__BRANO DA LEGGERE__:
Bolliti


E’ un Oca’s digest tardivo, dovevo fare un po’ di giardinaggio.
Sull’Economist, serena valutazione dell’udienza su come limitare i poteri dell’Agenzia per la protezione dell’ambiente e non i gas serra, convocata ieri al Congresso dai repubblicani, al controllo del comitato per l’energia e il commercio. Dalla “verifica” delle temperature globali negli ultimi cento anni condotta dal gruppo di Berkeley, il bigoilismo s’aspettava che i termometri si rivelassero menzogneri, come sostiene da tempo Anthony Watts con al seguito il ten. col. Guidi e truppe.

Il mutismo dei bigoilisti sul blog di “Babbage” e simili, è dovuto ai risultati preliminari riportati nella tabella sopra. Il 6 marzo Watts scriveva

Sono pronto ad accettare qualunque risultato il gruppo produca, anche se dimostra che le mie premesse sono sbagliate.

Ora che lo ha dimostrato, piagnucola che è un lavoro raffazzonato per il teatro politico, senti chi parla, e si fa dileggiare persino dal paludato Babbage.

Nel live blog di Eli Kintisch e ospiti, su Science, Gavin Schmidt accenna alla domanda di un repubblicano su “reintrodurre o meno il DDT” che non è un gas serra e non è mai stato disintrodotto “contro la malaria” che non è il clima. Kerry Emanuel dice di non essere competente, da conservatore onesto. Lo sono molto meno Richard Muller e John Christy – altro idolo di Climator Monitor – per cui si dichiarano per la “reintroduzione”.  I repubblicani fanno propalare la bufala a qualunque loro simpatizzante, per es. Donald Roberts, funzionario della Difesa in pensione, convocato l’8 marzo dallo stesso comitato sempre in tema di regolamentazione dei gas serra.

__VOCI FORNITE__:
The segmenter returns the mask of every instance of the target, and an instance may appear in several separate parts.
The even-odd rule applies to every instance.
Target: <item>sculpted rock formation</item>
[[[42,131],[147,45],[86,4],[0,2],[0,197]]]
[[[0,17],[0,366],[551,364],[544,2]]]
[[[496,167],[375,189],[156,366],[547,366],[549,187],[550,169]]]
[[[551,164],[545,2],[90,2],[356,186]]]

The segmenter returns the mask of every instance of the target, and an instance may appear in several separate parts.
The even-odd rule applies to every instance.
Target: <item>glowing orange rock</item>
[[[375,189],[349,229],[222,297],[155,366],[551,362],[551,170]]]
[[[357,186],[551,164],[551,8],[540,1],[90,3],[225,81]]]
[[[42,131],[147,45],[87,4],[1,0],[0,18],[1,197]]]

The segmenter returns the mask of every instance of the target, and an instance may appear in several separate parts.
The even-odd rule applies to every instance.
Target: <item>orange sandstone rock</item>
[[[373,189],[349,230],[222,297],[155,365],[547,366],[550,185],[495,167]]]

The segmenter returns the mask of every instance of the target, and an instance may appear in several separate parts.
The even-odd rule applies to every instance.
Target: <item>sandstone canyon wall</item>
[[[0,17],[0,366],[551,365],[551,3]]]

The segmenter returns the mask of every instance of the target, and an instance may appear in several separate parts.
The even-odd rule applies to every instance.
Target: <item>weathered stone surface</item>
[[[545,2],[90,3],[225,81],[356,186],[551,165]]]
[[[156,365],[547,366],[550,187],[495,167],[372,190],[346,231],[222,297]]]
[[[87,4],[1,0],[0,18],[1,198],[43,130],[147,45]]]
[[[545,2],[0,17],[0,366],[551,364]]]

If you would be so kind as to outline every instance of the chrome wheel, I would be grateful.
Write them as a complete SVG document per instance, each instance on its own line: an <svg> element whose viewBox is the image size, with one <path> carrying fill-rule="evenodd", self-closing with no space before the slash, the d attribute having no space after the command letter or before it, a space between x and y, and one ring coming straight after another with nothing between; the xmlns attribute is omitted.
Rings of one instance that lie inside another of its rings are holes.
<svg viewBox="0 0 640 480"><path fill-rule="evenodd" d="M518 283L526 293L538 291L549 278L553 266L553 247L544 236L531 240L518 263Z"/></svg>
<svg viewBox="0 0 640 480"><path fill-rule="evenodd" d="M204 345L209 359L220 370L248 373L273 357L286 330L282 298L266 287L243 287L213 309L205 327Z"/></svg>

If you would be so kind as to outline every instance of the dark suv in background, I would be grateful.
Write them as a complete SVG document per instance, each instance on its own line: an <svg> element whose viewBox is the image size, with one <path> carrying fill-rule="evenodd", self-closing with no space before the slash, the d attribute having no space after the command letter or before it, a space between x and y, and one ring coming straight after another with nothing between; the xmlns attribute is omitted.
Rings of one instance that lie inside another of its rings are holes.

__COSA FARAI__:
- a) Per favore, rispondi a queste domande sul brano dell'udienza al Congresso:
(i) Chi ha convocato l'udienza tenuta ieri al Congresso?
(ii) In che giorno Watts si diceva pronto ad accettare qualunque risultato del gruppo?
(iii) In che giorno Donald Roberts è stato convocato dallo stesso comitato?
- b) Prosegui il brano dell'udienza al Congresso dopo l'ultima frase riportata.

__RISULTATI ATTESI__:
- a)
(i) I repubblicani, che controllano il comitato per l'energia e il commercio.
(ii) Il 6 marzo.
(iii) L'8 marzo.

- b)
Quanto a Roger Pielke Sr. piagnucola come Watts sull’udienza di ieri con un post che inizia così:

L’anomalia della temperatura globale è sostanzialmente irrilevante in termini di questioni relative al cambiamento climatico che importano per la società e per l’ambiente.

e a dimostrarlo cita articoli suoi notoriamente sbagliati, anche se decorati con margini d’incertezza sufficienti a risparmiargli un’altra ritrattazione umiliante.

Scie
Ripreso ossequiosamente da Watts, il prof. Pielke Sr. opina su una ricerca dopo aver letto soltanto una notizia d’agenzia intitolata:

In un giorno qualsiasi, le scie di condensazione degli aerei che s’incrociano nei cieli potrebbero scaldare il pianeta più di tutta l’anidride carbonica emessa da tutti gli aerei da quando i fratelli Wright compirono il primo volo nel 1903.

Nessun catastrofismo in realtà, i trasporti aerei producono il 3% delle emissioni annuali di CO2.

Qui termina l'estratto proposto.